Task list:
a) List every form of relief that the Suffolk County court opinion says the order to show cause and the complaint sought.
b) Write the next part of the Suffolk County court opinion, picking up after its last sentence.

Selected text:
########################################

Suffolk County Ass'n of Municipal Employees, Inc. v. County of Suffolk

OPINION OF THE COURT

Alfred M. Lama, J.

This matter came before the court as a result of an order to show cause dated March 23, 1990. The order sought a temporary restraining order to prevent the County of Suffolk from involuntarily furloughing or laying off members of the plaintiff union. Plaintiff is the certified collective bargaining agent for Suffolk County’s employees. The show cause order further sought a preliminary injunction for the same relief granted therein as a result of the temporary restraining order. The complaint seeks a permanent injunction, any back wages for allegedly improperly laid off county employees and reinstatement of such employees.

Defendant cross-moved to vacate the temporary restraining order which request was denied by this Justice in open court on the record at the time oral argument was held on April 4, 1990. The restraining order remains in effect to the date hereof pursuant to that oral order in open court and a subsequent written order.

########################################

Data segment:
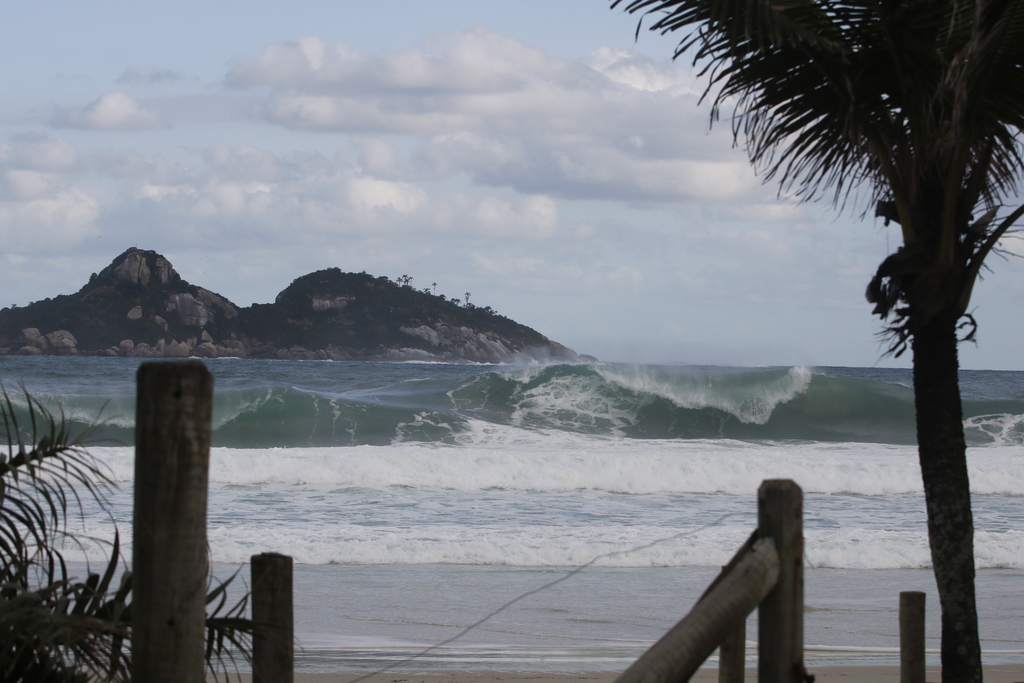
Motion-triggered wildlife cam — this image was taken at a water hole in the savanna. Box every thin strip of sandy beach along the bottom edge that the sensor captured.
[210,664,1024,683]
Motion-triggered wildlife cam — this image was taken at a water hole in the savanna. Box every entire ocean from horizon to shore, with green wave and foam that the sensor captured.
[0,356,1024,672]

########################################

Answers by task:
a)
- A temporary restraining order preventing the County of Suffolk from involuntarily furloughing or laying off members of the plaintiff union
- A preliminary injunction for the same relief
- A permanent injunction
- Any back wages for allegedly improperly laid off county employees
- Reinstatement of such employees

b)
Additionally, by separate notice of motion, defendant moved for a dismissal of the action pursuant to CPLR 3211 (a) (2), (7) claiming that the court lacks subject matter jurisdiction and that the complaint fails to state a cause of action. The court will combine the original motion together with defendant’s motion under CPLR 3211 and decide both herein.

The entire dispute arises out of a collective bargaining agreement negotiated between the parties which resulted in a "memorandum of agreement” approved by both the Suffolk County Legislature and the membership of plaintiff union. The memorandum adopts most of the prior contract with certain specific changes therein stated. None of the changes are material to this proceeding. Therefore, in effect, we are dealing with the old contract and whether or not thereunder, the County Executive can unilaterally furlough and/or lay off county employees.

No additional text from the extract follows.